### Stored data:
*** Begin section ***

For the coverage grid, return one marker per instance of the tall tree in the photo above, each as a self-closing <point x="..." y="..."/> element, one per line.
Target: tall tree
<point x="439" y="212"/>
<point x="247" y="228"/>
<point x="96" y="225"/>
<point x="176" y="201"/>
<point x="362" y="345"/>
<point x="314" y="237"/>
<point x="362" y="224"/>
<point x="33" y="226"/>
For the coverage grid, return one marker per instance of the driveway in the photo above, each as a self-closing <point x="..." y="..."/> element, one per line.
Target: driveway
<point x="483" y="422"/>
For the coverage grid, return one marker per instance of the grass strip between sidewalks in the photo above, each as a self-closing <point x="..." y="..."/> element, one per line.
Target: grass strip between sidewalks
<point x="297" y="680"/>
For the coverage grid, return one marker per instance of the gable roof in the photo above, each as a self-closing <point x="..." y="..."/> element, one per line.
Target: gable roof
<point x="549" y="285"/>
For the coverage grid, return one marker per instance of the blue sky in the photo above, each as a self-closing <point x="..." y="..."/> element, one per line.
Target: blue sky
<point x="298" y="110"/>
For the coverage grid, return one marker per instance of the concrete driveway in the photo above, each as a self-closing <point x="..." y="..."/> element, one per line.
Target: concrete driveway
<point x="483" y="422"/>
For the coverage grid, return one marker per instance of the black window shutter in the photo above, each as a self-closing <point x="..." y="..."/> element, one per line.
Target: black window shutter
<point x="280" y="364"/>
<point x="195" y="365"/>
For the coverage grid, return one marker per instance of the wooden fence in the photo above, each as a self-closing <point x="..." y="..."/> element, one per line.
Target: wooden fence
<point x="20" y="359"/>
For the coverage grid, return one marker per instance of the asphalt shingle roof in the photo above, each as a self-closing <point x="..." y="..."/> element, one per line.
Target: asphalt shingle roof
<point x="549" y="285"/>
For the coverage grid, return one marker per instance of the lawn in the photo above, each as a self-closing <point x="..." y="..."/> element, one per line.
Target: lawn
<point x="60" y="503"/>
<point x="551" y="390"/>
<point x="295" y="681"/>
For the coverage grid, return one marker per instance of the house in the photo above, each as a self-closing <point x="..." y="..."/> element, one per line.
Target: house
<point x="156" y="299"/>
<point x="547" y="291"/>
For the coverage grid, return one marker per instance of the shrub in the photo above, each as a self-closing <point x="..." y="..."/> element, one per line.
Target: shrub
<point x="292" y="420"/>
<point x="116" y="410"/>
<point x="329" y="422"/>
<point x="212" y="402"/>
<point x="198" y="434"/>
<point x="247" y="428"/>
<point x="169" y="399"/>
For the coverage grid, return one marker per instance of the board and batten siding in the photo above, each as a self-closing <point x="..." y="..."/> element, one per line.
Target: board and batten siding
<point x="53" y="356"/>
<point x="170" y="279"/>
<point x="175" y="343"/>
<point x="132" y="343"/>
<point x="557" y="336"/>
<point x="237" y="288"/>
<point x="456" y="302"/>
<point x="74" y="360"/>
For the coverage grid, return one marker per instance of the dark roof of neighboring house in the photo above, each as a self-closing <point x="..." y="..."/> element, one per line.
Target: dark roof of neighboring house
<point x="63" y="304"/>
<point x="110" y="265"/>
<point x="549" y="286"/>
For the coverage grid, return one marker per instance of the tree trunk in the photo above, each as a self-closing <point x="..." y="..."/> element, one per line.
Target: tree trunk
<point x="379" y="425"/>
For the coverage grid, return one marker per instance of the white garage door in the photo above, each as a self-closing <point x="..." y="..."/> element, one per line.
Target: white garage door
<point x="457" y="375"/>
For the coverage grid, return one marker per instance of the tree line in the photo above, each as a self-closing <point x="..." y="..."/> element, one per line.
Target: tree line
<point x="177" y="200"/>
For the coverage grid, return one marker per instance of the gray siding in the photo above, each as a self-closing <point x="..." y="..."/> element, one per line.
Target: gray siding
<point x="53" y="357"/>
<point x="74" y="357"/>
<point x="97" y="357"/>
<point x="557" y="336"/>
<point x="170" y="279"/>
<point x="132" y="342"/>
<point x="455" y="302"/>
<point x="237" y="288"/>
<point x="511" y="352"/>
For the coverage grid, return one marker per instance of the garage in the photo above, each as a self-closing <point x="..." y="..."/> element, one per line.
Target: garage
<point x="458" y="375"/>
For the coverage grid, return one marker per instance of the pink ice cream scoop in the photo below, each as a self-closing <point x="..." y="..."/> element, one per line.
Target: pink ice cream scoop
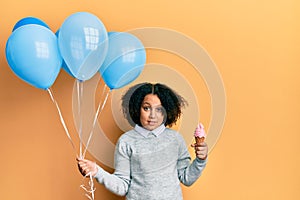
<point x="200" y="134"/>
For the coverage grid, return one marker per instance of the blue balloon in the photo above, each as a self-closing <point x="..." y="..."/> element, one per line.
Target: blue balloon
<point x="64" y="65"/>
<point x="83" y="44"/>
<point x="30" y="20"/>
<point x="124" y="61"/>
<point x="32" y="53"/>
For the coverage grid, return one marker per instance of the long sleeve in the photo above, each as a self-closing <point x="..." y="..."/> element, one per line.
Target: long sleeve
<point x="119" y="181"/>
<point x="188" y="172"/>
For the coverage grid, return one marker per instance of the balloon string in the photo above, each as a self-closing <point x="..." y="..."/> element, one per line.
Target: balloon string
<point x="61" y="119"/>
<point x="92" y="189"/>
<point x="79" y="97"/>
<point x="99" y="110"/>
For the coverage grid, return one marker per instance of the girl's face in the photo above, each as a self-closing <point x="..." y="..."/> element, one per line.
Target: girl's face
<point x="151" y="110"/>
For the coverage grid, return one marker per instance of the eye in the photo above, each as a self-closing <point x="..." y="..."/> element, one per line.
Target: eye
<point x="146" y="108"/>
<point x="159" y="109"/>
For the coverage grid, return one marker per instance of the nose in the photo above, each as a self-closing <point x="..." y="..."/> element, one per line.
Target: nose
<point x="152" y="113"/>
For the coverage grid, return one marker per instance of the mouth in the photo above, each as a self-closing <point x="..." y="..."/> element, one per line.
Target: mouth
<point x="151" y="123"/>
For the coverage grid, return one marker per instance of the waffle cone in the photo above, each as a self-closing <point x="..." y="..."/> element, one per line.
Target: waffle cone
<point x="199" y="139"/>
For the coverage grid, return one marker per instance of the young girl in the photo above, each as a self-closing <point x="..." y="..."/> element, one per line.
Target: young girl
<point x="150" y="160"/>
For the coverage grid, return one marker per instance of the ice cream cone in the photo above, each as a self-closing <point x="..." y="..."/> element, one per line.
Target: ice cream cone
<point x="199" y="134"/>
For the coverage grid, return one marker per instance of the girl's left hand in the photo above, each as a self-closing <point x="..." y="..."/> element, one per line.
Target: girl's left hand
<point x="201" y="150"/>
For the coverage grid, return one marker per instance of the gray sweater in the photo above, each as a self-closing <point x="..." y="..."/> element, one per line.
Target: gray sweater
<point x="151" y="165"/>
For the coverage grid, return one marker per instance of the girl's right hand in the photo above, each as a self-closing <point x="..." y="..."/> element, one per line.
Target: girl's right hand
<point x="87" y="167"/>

*** End section ***
*** Begin section ***

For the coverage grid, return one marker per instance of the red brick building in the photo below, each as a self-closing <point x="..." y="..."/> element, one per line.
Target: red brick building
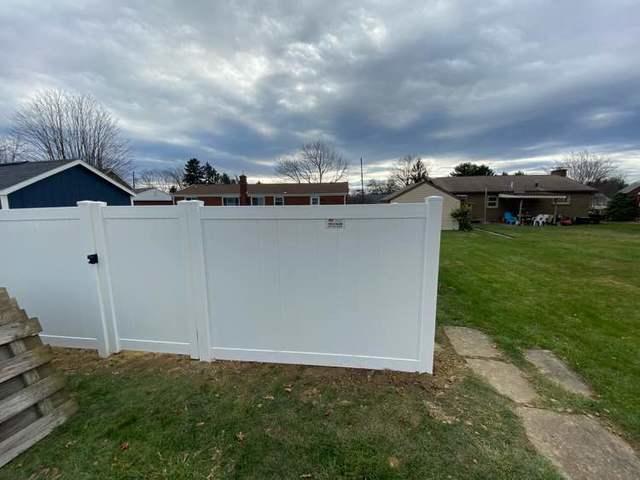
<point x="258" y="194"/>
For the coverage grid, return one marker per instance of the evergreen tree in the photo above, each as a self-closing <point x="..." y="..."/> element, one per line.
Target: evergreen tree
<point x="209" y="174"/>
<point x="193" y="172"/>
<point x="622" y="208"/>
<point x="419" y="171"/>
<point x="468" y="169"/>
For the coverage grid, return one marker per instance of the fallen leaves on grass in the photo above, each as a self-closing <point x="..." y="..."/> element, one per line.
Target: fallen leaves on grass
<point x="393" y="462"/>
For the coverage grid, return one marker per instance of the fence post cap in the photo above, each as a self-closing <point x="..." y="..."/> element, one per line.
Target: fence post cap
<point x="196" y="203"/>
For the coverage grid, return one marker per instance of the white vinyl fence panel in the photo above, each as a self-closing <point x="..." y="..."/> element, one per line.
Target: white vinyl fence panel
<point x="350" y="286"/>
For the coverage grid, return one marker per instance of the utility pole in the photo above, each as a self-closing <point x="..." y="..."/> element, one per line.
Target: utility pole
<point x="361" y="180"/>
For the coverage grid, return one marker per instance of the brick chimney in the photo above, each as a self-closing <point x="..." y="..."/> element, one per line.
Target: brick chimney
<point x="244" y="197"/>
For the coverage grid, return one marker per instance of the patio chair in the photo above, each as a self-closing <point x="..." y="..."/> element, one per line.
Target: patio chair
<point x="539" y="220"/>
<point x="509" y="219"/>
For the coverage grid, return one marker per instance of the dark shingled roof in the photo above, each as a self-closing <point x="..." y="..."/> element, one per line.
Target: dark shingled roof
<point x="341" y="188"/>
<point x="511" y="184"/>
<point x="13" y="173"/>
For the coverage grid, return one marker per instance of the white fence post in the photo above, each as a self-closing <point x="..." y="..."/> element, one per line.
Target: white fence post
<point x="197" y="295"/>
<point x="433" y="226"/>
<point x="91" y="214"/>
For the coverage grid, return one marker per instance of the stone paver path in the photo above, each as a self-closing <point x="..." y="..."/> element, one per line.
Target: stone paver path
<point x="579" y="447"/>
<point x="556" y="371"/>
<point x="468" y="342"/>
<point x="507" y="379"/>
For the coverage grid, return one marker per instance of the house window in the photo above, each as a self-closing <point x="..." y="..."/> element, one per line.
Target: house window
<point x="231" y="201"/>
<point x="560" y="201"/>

*** End section ***
*** Begin section ***

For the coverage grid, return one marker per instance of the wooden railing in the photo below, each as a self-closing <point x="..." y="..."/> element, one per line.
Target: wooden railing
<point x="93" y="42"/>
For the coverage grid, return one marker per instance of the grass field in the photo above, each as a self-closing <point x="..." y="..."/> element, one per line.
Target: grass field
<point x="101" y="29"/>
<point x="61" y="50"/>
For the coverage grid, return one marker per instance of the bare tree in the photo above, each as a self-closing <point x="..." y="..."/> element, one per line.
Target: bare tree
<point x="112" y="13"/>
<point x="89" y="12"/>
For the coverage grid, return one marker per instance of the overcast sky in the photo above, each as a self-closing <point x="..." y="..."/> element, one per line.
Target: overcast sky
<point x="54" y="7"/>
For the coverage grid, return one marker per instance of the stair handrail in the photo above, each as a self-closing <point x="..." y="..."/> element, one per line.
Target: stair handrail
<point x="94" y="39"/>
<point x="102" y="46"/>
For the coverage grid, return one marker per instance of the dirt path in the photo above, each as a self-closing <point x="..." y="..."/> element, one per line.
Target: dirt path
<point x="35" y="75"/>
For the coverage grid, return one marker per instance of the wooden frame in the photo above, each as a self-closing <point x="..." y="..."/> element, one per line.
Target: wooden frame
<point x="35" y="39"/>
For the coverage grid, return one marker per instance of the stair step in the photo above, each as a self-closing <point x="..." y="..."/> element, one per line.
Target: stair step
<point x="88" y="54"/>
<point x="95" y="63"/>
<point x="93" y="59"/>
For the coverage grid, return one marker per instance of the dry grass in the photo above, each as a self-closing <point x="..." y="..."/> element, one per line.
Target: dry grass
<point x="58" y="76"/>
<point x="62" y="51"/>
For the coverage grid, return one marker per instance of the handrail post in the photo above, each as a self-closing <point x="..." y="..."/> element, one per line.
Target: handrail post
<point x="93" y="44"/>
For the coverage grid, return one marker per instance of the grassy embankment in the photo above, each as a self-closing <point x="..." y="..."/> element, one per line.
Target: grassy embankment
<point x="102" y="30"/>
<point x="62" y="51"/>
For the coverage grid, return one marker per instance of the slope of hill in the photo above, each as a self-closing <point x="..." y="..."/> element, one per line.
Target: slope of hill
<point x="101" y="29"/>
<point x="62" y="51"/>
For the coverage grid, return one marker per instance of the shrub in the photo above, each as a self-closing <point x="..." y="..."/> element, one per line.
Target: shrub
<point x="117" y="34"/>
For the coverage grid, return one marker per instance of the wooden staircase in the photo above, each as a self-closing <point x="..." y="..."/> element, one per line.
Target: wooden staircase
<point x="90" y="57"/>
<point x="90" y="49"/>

*** End section ***

### Work request:
Return every line from the entries above that contains the word "below".

### Task result:
For the coverage grid, return one marker per instance of the pink ice cream scoop in the photo below, each as a self-closing <point x="..." y="..."/> element, one per line.
For the coverage grid, return one marker per instance of the red brick building in the photo below, each as a self-closing <point x="..." y="..."/> element, one per line.
For the coverage grid, return one marker per instance of the wooden railing in the photo below, each as a self-closing <point x="..." y="..."/> element, one per line.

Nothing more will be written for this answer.